# Evaluation of Modell

In [1]:
import json

import pytorch_lightning as pl
import pytorch_lightning.loggers
import torch
import torch.nn.functional as F
import wandb
import numpy as np
import evaluate
from tqdm import tqdm
from datasets import load_dataset, load_metric
from pytorch_lightning import Trainer, seed_everything
from torch.utils.data import DataLoader
from torch.optim import AdamW
from pytorch_lightning.callbacks import LearningRateMonitor, ModelCheckpoint
from transformers import AutoModelForSeq2SeqLM, AutoTokenizer, get_linear_schedule_with_warmup
from peft import LoraConfig, get_peft_model, prepare_model_for_int8_training, TaskType
from sklearn.model_selection import train_test_split

class DataModule(pl.LightningDataModule):
    def __init__(self, model_name, batch_size: int = 32):
        super().__init__()
        self.test_dataset = None
        self.validation_dataset = None
        self.train_dataset = None
        self.datasets = None
        self.tokenizer = AutoTokenizer.from_pretrained(model_name, truncation_side='left')
        # make sure the tokenizer truncates the beginning of the input, not the end
        self.tokenizer.padding_side = "left"
        self.batch_size = batch_size

    def prepare_data(self):
        # load data
        self.datasets = load_dataset('csv', data_files={'train': './data/cleaned_with_context.csv',
                                                        'test': './data/cleaned_with_context_test.csv'})

        # tokenize
        self.datasets = self.datasets.map(self.tokenize_data, batched=True)

        # remove unused columns
        self.datasets = self.datasets.remove_columns(['humor', 'context', 'target'])

        # set correct format
        self.datasets.set_format(type="torch")

    def tokenize_data(self, datasets, padding="max_length"):
        # tokenize inputs
        model_inputs = self.tokenizer(list(map(str, datasets['context'])), max_length=512, padding=padding,
                                      truncation=True, return_tensors="pt")

        # Tokenize targets with the `text_target` keyword argument
        labels = self.tokenizer(text_target=list(map(str, datasets['target'])), max_length=512, padding=padding,
                                truncation=True, return_tensors="pt")

        # If we are padding here, replace all tokenizer.pad_token_id in the labels by -100 when we want to ignore
        # padding in the loss.

### Stated goal A
In the evaluation notebook, which columns are removed from the datasets after tokenizing?
### Stated goal B
Carry the evaluation notebook forward from its final comment by writing the code that would come next.

### Dataset entries
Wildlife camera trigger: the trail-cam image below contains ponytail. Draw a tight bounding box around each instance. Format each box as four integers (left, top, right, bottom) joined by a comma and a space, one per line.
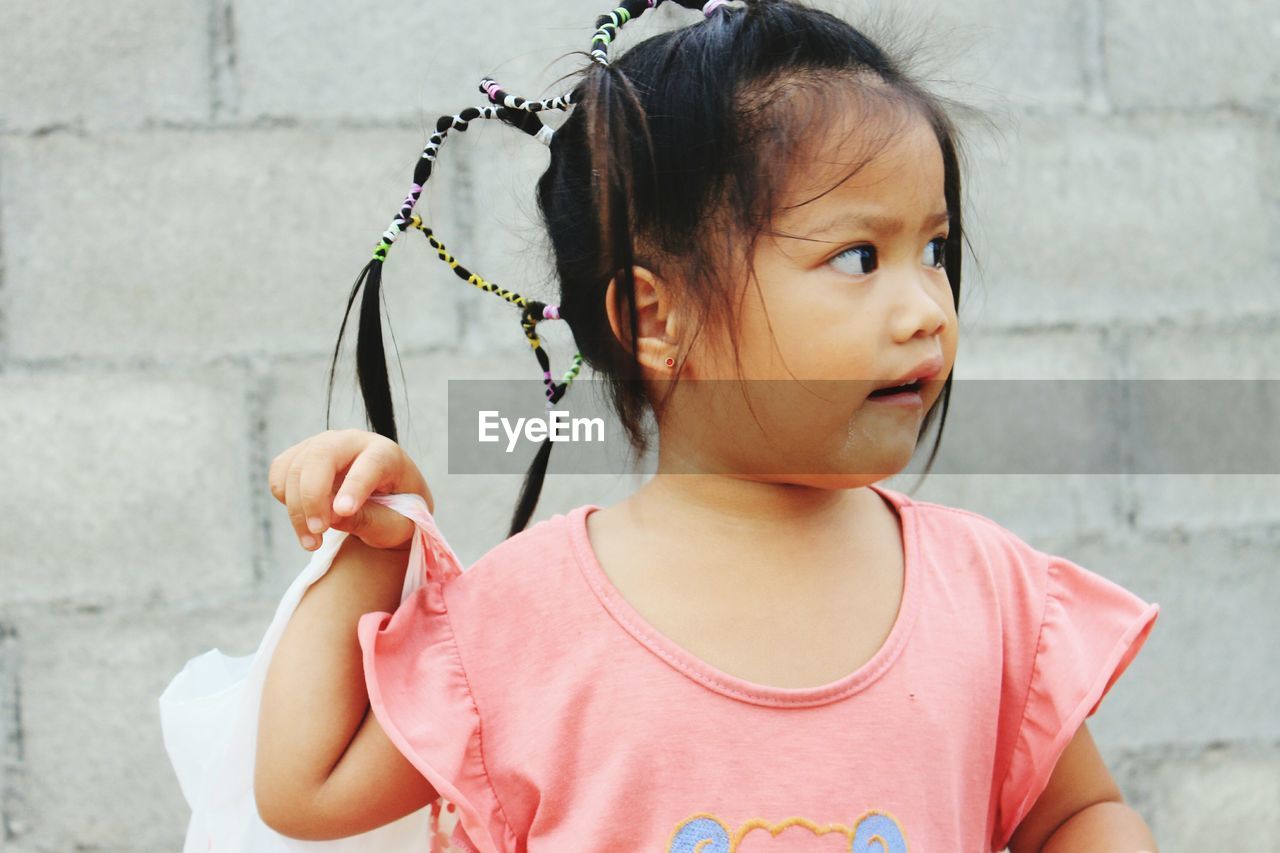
325, 0, 742, 537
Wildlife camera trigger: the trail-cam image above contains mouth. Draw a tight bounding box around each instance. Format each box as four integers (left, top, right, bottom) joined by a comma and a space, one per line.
867, 379, 924, 406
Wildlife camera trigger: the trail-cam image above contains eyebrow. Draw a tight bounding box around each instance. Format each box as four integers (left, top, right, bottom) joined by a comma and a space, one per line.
809, 210, 951, 237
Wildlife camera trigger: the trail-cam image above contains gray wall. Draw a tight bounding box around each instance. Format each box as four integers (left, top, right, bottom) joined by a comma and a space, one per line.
0, 0, 1280, 852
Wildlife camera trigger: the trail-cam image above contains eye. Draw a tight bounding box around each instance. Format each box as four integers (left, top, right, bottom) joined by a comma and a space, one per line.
831, 246, 876, 275
929, 237, 947, 269
829, 236, 947, 275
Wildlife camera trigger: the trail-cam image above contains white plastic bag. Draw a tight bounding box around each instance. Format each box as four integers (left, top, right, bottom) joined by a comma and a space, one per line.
160, 493, 470, 853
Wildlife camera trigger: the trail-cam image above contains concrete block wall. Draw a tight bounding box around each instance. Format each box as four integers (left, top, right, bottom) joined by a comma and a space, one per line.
0, 0, 1280, 853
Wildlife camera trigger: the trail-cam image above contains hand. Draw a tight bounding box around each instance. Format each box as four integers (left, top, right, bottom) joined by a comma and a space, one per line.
268, 429, 435, 551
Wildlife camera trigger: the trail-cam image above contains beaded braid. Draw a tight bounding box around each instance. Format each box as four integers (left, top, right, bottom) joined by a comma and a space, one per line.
339, 0, 727, 432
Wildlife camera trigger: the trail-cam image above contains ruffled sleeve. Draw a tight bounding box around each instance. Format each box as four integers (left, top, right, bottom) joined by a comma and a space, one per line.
356, 491, 515, 853
992, 555, 1160, 850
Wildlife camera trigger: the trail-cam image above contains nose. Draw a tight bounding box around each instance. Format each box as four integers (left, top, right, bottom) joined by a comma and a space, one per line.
895, 270, 952, 341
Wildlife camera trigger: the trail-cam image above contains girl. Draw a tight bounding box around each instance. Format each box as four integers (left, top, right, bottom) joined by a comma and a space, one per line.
255, 0, 1158, 853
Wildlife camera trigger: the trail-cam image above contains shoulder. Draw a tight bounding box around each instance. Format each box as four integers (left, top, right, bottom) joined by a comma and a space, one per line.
909, 498, 1048, 574
445, 507, 585, 624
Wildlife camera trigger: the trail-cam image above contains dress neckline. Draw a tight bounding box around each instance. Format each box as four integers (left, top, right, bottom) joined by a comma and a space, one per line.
566, 484, 922, 708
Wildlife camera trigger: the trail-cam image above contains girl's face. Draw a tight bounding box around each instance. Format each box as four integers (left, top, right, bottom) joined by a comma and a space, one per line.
624, 104, 957, 488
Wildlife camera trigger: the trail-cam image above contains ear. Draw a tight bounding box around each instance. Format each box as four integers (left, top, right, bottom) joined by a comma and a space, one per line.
604, 266, 684, 374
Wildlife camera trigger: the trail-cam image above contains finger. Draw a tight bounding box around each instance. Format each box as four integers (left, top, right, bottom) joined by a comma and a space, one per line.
298, 432, 360, 538
284, 437, 319, 551
333, 503, 416, 548
333, 434, 399, 515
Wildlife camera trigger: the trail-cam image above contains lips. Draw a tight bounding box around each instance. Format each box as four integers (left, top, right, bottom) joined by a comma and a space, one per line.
872, 355, 946, 394
868, 382, 924, 397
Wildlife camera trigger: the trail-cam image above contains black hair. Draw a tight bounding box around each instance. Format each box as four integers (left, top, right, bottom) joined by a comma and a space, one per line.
330, 0, 965, 535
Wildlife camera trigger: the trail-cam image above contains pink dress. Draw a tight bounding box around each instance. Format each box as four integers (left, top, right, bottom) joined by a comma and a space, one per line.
357, 485, 1160, 853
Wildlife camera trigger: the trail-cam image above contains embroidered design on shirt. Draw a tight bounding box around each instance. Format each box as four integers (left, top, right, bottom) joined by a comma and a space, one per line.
667, 809, 909, 853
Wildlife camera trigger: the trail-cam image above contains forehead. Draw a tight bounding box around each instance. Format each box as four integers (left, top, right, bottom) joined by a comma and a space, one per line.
777, 105, 946, 229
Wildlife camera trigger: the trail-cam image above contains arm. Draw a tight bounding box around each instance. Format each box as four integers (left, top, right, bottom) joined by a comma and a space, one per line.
253, 535, 438, 840
1009, 724, 1158, 853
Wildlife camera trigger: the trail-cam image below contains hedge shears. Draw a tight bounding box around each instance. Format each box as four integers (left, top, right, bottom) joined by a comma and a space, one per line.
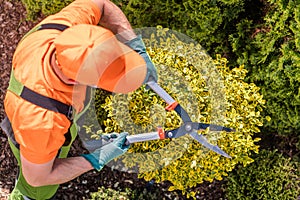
125, 81, 234, 158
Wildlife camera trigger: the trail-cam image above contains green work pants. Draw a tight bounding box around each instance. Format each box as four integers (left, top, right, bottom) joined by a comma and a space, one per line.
9, 124, 77, 200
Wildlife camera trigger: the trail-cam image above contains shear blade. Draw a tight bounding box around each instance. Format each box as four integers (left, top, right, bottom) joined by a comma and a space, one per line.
190, 131, 231, 158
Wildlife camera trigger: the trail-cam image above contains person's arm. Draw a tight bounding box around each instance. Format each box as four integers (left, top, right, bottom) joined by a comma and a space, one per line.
21, 132, 130, 187
21, 154, 93, 187
91, 0, 137, 42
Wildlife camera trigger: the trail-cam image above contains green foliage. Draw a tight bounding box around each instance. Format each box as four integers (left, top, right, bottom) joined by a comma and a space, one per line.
92, 27, 264, 196
226, 150, 300, 200
21, 0, 73, 20
114, 0, 260, 55
232, 0, 300, 134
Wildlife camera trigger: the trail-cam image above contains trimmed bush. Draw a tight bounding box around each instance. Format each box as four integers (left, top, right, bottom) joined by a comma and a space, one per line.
92, 29, 265, 196
226, 150, 300, 200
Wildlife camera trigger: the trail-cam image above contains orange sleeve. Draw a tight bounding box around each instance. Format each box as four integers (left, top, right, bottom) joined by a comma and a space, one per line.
5, 91, 70, 164
41, 0, 101, 25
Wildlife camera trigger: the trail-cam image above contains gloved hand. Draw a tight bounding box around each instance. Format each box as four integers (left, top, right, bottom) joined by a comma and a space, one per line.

### Expected output A
The humor, context, and target columns.

### Expected output B
        if padding == "max_length":
            labels["input_ids"] = [
                [(l if l != self.tokenizer.pad_token_id else -100) for l in label] for label in labels["input_ids"]
            ]

        model_inputs["labels"] = labels["input_ids"]
        return model_inputs

    def setup(self, stage: str):
        # split data
        message_tree_ids = self.datasets['train']['message_tree_id']
        train_ids, val_ids = train_test_split(list(set(message_tree_ids)), test_size=0.1)
        print(len(train_ids))
        print(len(val_ids))
        self.train_dataset = self.datasets['train'].filter(lambda sample: sample['message_tree_id'] in train_ids)
        self.validation_dataset = self.datasets['train'].filter(lambda sample: sample['message_tree_id'] in val_ids)
        self.test_dataset = self.datasets['test']
        
        self.train_dataset = self.train_dataset.remove_columns(['message_tree_id'])
        self.validation_dataset = self.validation_dataset.remove_columns(['message_tree_id'])
        self.test_dataset = self.test_dataset.remove_columns(['message_tree_id'])

    def train_dataloader(self):
        return DataLoader(self.train_dataset, batch_size=self.batch_size)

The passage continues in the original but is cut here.